[TASK INSTRUCTIONS]: Set down exactly, and only, the lines from the one with "Where can the ceiling fan light" to the final line of the entries, both included.
--------------------------------------------------
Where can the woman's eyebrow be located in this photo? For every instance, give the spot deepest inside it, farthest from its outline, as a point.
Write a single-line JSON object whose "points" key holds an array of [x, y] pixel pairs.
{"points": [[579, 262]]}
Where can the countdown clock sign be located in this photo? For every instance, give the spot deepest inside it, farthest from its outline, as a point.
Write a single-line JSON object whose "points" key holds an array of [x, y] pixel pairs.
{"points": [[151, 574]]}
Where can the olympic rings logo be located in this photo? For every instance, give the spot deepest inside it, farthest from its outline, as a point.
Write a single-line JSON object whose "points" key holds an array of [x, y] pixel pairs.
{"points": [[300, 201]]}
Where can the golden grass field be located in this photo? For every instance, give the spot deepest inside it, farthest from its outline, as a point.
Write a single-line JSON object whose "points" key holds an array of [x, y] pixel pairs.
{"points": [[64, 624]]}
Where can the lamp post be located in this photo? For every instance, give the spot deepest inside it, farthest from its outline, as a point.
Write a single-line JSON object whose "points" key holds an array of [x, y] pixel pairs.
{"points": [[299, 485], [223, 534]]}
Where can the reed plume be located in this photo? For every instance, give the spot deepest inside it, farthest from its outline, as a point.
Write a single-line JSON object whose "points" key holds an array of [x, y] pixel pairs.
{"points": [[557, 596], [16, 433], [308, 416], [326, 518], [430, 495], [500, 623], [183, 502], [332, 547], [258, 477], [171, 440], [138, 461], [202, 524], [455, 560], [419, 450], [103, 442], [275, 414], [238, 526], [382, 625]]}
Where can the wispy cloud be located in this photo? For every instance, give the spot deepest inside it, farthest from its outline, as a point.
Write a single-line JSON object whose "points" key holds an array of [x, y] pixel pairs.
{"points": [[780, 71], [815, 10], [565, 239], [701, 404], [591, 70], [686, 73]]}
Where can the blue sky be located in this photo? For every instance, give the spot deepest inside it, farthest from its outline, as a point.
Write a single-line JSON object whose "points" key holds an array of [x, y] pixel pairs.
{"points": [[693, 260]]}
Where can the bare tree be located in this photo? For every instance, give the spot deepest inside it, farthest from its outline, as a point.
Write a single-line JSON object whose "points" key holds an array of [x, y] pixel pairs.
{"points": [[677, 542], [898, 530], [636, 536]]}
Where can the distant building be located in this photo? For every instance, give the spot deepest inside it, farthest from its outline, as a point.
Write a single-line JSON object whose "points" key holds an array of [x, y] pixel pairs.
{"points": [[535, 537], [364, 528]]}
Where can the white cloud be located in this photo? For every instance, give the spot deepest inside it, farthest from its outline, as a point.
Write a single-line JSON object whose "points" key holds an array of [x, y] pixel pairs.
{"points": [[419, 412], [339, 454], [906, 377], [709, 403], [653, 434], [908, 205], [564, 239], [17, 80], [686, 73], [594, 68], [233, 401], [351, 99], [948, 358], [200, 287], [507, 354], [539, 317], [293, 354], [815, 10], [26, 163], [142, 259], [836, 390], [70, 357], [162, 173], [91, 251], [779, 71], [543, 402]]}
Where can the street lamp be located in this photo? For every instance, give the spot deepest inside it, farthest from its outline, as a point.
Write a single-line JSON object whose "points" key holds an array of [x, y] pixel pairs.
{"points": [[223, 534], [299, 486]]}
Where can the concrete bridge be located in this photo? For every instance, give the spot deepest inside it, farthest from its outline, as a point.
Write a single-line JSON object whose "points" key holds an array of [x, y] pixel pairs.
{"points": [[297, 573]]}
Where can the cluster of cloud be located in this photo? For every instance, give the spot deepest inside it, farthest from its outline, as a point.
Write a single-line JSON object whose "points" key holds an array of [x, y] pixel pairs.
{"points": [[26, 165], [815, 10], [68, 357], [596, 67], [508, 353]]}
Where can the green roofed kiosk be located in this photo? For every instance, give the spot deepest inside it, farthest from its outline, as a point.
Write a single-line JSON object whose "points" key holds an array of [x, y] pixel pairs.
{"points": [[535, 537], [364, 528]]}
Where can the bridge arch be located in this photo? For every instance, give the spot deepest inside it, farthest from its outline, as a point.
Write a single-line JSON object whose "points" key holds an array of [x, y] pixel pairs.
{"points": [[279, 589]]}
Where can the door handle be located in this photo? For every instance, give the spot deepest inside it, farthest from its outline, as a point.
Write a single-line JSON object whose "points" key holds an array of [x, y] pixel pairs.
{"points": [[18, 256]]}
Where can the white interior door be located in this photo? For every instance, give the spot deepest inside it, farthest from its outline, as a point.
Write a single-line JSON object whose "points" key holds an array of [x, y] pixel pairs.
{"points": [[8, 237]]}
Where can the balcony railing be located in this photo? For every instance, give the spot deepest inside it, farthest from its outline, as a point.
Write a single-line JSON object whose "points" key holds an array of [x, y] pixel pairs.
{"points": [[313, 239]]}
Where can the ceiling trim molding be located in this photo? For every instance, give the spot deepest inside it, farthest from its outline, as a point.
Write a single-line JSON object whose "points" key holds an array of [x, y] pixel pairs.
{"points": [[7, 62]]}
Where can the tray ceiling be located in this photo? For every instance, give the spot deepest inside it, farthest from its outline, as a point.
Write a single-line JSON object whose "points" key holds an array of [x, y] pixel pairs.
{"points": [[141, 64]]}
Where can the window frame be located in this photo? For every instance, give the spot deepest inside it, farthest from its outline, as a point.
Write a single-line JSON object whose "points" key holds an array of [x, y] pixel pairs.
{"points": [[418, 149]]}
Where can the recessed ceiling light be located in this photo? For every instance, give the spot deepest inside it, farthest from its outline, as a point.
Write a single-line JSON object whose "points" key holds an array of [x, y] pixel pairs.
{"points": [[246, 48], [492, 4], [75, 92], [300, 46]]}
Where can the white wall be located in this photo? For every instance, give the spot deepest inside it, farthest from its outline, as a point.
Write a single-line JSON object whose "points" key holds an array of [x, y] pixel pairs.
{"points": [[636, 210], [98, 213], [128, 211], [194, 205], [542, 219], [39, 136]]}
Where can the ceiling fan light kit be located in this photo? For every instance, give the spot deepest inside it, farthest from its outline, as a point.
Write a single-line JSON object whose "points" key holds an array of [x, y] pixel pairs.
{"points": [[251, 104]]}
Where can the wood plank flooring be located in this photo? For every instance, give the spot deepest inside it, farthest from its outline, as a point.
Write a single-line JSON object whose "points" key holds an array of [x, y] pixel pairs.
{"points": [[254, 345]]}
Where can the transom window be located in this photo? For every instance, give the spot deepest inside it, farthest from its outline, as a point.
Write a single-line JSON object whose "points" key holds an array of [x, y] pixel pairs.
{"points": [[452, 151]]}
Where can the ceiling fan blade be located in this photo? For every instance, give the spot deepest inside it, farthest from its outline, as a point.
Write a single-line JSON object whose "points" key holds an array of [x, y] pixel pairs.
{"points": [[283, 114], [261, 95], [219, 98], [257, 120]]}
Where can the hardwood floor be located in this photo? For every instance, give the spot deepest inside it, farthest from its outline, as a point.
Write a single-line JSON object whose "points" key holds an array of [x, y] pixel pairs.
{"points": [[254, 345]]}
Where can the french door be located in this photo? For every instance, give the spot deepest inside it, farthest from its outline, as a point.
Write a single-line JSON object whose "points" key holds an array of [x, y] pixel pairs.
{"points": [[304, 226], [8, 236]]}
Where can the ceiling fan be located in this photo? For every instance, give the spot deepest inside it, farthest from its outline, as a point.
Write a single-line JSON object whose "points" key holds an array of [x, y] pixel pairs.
--------------------------------------------------
[SOLUTION]:
Where can the ceiling fan light kit be located in this photo? For every instance, give the spot deepest inside it, farthest from its outline, as a point.
Write a single-line JSON object whose "points" key holds an array of [x, y] pixel pairs.
{"points": [[251, 104]]}
Where can the wood plank flooring be located in this photo? For every instance, give the spot deepest inside it, farthest from its outline, as a point.
Write a single-line JSON object whose "points" key holds an array of [x, y] pixel pairs.
{"points": [[254, 345]]}
Where can the transom window be located in this photo? For every instance, give the spot deepest inside it, farthest from its outline, as a point.
Write a single-line JSON object whose "points" key holds an array of [x, y] pixel pairs.
{"points": [[452, 151]]}
Where can the ceiling fan blade be located in this photo? For every instance, give the spot deepest inside it, farthest from its outline, as a point.
Write a single-line JSON object whose "points" key holds an array of [x, y] pixel pairs.
{"points": [[283, 114], [261, 95], [219, 98], [257, 120]]}
Where can the hardwood floor be located in this photo? For every instance, give the spot deepest inside it, farthest from its outline, as a point.
Write a single-line JSON object whose "points" key holds an array of [x, y] pixel pairs.
{"points": [[254, 345]]}
Where can the french door be located in this photo? For every instance, give the spot deepest inside it, farthest from its outline, as a point.
Write a single-line JSON object whose "points" key holds an array of [x, y] pixel pairs.
{"points": [[304, 226], [8, 236]]}
Where can the ceiling fan be located in this photo? For every instance, give the spot deepest inside it, farthest from its outline, as a point.
Write a single-line JSON object whose "points" key holds an array of [x, y] pixel pairs.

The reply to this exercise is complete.